»»
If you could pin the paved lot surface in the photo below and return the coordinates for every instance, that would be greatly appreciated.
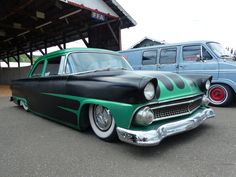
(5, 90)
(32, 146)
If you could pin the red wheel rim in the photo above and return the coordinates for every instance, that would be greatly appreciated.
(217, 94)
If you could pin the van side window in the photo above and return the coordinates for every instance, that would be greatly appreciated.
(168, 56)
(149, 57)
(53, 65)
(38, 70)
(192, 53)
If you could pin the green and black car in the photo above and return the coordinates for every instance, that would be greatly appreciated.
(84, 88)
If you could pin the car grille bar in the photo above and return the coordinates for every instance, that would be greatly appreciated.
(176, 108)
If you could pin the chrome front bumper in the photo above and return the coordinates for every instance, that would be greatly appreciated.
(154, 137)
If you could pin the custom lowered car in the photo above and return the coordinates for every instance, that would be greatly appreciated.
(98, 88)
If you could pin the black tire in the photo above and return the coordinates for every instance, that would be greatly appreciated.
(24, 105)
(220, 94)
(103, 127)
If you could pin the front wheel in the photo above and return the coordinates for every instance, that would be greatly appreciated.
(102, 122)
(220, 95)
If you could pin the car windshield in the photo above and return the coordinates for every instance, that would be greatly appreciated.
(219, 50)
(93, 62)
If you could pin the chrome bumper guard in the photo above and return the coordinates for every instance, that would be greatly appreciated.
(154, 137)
««
»»
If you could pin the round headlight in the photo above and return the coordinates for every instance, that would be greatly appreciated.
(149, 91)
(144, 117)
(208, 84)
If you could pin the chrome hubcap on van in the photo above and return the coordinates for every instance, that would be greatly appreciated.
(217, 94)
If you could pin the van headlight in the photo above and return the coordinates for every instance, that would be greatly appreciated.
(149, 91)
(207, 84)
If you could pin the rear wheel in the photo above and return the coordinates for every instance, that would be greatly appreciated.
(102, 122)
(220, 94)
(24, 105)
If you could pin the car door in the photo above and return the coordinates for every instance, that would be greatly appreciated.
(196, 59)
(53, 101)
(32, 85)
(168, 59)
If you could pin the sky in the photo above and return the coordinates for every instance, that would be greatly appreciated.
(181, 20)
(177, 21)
««
**WRITTEN TASK**
Pick out every line above that contains the string "chrome", and copy each one. Case matters.

**TASK RESPONSE**
If you could pin the chrome front bumper in the photo above and return the coordinates for every instance, that would be greatly appreciated.
If you could pin the chrome bumper guard in the photo above and return the coordinates for every instance, that would be greatly appreciated.
If you could pin the chrome hubcap on van in the photo above and return the coordinates for every instance, that would be greatly appreciated.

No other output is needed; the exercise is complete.